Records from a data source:

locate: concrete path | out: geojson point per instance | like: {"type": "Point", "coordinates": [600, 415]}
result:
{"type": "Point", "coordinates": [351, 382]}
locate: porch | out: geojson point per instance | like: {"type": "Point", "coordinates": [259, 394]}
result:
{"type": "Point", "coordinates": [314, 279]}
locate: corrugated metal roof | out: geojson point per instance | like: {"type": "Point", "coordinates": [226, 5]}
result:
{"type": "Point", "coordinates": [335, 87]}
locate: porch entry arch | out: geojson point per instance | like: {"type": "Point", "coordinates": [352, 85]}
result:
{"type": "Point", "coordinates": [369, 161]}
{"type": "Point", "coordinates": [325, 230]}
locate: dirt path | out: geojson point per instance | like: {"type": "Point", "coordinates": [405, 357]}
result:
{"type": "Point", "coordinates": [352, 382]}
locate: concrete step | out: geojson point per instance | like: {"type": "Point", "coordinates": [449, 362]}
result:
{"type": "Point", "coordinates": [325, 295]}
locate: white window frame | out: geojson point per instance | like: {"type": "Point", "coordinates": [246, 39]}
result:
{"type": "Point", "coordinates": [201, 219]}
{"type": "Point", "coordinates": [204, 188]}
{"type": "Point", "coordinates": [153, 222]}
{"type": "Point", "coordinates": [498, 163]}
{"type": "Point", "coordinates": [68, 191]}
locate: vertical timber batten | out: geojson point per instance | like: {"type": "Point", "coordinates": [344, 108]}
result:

*Problem description*.
Write the entries out once more, exactly as given.

*Exercise response*.
locate: concrete path | out: geojson point per instance | like: {"type": "Point", "coordinates": [600, 415]}
result:
{"type": "Point", "coordinates": [351, 382]}
locate: porch | out: geojson point per instance | like: {"type": "Point", "coordinates": [259, 394]}
result:
{"type": "Point", "coordinates": [314, 279]}
locate: corrugated metal roof | out: geojson point per instance | like: {"type": "Point", "coordinates": [226, 5]}
result:
{"type": "Point", "coordinates": [335, 87]}
locate: porch entry arch | out: geojson point per instance | like: {"type": "Point", "coordinates": [352, 85]}
result:
{"type": "Point", "coordinates": [369, 161]}
{"type": "Point", "coordinates": [325, 230]}
locate: dirt path | out: geojson point per instance | like: {"type": "Point", "coordinates": [405, 357]}
result:
{"type": "Point", "coordinates": [352, 382]}
locate: concrete step | out: geojson point per instance | like: {"type": "Point", "coordinates": [449, 362]}
result:
{"type": "Point", "coordinates": [325, 295]}
locate: white window frame | out: geojson point per instance | like: {"type": "Point", "coordinates": [246, 39]}
result:
{"type": "Point", "coordinates": [201, 219]}
{"type": "Point", "coordinates": [204, 188]}
{"type": "Point", "coordinates": [153, 222]}
{"type": "Point", "coordinates": [498, 163]}
{"type": "Point", "coordinates": [68, 191]}
locate: vertical timber batten | out: geojson point per instance | like: {"type": "Point", "coordinates": [344, 108]}
result:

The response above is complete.